(Records held in a dataset)
* Start *

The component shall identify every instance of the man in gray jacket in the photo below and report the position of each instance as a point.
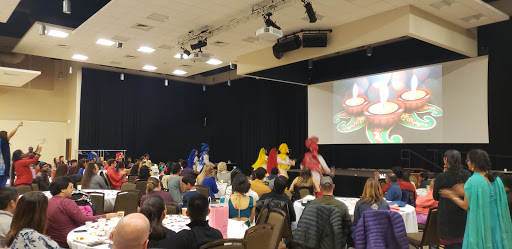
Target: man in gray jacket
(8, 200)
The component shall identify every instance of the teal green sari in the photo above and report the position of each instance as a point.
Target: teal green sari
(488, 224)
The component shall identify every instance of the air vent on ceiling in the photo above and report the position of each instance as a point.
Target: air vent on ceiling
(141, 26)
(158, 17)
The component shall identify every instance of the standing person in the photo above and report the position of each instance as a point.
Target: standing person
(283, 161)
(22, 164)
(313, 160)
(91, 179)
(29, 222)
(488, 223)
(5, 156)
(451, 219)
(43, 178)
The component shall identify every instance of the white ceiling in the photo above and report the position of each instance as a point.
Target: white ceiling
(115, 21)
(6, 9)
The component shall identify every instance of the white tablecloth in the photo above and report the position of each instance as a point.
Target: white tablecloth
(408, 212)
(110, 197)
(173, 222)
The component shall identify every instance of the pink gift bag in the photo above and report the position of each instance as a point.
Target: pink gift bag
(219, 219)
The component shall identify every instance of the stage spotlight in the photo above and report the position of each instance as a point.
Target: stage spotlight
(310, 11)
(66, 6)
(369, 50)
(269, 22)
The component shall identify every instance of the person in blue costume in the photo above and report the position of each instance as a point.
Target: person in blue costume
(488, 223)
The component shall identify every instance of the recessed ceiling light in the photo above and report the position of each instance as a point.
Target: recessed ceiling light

* End *

● To be done:
Give back, word for word, the part of the material that begins with the line containing "The component shall identify every instance of the recessed" and runs to the end of the material, including both ends.

● The reply:
The component shall identify every instance of the recessed ceiling light in the photo above and report the position of each instance as a point.
Target: recessed ceiling light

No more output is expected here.